--- Begin Given records ---

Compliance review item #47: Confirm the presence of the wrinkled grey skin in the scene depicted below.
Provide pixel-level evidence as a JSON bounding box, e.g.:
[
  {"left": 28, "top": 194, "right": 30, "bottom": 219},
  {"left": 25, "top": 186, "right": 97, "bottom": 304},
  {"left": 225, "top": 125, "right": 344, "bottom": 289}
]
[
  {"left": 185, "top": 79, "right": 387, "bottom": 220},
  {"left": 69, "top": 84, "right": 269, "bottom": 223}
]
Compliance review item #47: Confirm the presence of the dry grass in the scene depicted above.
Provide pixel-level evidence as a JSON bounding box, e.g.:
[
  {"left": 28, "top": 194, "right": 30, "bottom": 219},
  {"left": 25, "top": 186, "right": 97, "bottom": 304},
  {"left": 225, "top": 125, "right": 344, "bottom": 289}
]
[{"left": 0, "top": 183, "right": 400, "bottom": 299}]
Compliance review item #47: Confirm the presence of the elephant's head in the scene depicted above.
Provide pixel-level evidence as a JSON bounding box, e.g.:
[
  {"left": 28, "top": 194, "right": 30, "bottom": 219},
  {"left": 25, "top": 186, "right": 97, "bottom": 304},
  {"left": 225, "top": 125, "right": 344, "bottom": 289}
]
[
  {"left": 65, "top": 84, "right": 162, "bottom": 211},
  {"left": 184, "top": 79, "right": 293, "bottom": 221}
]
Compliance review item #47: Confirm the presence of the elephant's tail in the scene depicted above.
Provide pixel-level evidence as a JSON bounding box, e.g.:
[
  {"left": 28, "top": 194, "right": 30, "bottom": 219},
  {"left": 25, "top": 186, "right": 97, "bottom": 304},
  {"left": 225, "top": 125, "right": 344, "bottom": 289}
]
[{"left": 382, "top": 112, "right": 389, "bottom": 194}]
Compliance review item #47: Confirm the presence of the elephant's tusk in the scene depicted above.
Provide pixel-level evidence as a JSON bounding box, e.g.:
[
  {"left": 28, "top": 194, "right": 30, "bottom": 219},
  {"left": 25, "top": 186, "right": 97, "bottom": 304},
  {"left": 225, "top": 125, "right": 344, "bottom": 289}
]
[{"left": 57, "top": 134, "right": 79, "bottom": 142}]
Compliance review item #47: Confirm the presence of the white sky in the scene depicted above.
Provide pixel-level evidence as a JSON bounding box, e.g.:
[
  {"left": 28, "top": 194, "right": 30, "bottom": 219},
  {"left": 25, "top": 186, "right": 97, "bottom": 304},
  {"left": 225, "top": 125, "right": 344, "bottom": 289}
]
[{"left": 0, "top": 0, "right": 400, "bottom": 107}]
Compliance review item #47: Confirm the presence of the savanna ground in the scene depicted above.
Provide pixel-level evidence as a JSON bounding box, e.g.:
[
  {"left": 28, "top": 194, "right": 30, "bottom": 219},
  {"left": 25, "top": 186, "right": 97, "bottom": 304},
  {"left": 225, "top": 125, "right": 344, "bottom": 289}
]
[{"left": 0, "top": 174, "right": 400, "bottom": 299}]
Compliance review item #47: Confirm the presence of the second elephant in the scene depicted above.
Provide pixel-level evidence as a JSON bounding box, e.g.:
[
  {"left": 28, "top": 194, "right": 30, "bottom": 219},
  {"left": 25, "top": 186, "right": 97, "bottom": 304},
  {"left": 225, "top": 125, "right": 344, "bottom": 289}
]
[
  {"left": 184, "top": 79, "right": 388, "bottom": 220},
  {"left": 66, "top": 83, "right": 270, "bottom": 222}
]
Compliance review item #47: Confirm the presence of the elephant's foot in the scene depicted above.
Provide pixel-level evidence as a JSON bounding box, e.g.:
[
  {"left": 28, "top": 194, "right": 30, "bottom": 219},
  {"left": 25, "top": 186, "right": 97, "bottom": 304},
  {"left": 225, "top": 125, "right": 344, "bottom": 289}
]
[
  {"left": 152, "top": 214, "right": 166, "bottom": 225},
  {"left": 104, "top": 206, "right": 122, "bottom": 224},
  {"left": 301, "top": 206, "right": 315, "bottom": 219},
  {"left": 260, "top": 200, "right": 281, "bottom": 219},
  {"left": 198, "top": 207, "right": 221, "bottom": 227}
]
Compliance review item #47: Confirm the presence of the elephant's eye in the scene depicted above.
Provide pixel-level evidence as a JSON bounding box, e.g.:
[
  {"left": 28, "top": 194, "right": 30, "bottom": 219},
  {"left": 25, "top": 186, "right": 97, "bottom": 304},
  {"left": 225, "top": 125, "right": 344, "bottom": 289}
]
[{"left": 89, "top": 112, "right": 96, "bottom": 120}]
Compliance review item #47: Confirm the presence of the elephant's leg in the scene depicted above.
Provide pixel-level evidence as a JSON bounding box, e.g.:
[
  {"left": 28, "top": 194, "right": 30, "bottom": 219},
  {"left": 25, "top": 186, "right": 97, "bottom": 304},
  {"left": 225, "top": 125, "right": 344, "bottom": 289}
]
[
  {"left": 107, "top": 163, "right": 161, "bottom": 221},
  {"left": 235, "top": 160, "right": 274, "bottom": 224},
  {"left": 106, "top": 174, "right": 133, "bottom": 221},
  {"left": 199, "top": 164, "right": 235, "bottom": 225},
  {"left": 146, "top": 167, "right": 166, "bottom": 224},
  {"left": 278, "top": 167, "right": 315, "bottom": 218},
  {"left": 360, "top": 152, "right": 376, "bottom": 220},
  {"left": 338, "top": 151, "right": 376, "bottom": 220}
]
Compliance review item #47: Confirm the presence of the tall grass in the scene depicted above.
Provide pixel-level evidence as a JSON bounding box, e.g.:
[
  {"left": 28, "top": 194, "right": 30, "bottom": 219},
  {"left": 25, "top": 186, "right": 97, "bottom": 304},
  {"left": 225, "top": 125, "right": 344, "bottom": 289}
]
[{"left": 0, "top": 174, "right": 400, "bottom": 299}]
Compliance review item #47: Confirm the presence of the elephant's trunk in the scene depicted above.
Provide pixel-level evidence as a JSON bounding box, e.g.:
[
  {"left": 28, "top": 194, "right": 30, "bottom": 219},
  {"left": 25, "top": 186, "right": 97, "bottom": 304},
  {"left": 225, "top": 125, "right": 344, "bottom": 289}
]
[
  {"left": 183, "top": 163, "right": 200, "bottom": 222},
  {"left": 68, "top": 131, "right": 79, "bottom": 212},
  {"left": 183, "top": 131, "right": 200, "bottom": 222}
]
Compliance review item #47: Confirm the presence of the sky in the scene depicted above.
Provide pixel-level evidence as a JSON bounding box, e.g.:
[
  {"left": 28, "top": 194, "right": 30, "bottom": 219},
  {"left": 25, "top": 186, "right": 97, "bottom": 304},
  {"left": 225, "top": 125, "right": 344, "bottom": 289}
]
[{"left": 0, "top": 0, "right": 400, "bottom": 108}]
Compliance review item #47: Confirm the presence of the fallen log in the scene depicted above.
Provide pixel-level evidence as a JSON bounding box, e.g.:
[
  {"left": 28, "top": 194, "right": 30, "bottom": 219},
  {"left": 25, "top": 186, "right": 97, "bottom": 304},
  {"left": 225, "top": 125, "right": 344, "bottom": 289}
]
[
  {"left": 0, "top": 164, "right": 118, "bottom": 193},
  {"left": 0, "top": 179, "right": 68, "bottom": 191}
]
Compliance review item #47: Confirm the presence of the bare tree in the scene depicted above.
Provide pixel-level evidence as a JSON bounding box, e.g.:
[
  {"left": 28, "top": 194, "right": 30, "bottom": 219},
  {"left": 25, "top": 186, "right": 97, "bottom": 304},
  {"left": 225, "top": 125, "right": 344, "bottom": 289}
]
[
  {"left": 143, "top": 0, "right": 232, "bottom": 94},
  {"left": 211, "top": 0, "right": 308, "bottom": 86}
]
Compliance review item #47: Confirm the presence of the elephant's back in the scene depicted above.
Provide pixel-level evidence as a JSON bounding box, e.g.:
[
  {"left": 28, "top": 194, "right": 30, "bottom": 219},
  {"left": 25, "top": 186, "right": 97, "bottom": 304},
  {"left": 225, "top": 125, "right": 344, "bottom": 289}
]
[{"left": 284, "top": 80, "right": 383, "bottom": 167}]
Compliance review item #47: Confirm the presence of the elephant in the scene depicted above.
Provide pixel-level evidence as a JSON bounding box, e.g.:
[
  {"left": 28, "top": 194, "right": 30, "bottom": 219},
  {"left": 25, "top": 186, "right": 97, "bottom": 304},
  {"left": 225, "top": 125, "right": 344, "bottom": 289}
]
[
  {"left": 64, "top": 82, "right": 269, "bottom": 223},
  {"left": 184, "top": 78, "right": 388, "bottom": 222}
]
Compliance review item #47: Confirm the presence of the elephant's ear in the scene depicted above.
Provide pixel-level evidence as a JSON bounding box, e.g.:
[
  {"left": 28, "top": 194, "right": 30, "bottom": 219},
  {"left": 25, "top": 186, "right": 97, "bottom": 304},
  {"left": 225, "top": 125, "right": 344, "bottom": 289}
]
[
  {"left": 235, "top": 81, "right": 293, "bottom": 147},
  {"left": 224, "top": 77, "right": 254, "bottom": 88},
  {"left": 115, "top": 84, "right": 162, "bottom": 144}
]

--- End Given records ---

§ **Challenge**
Show every line of the records above that contains the word "grass".

§ **The output**
Compliance review item #47: Confirm the presence of the dry grass in the scene depicted above.
Compliance review item #47: Confirm the presence of the tall grass in the scene depicted above.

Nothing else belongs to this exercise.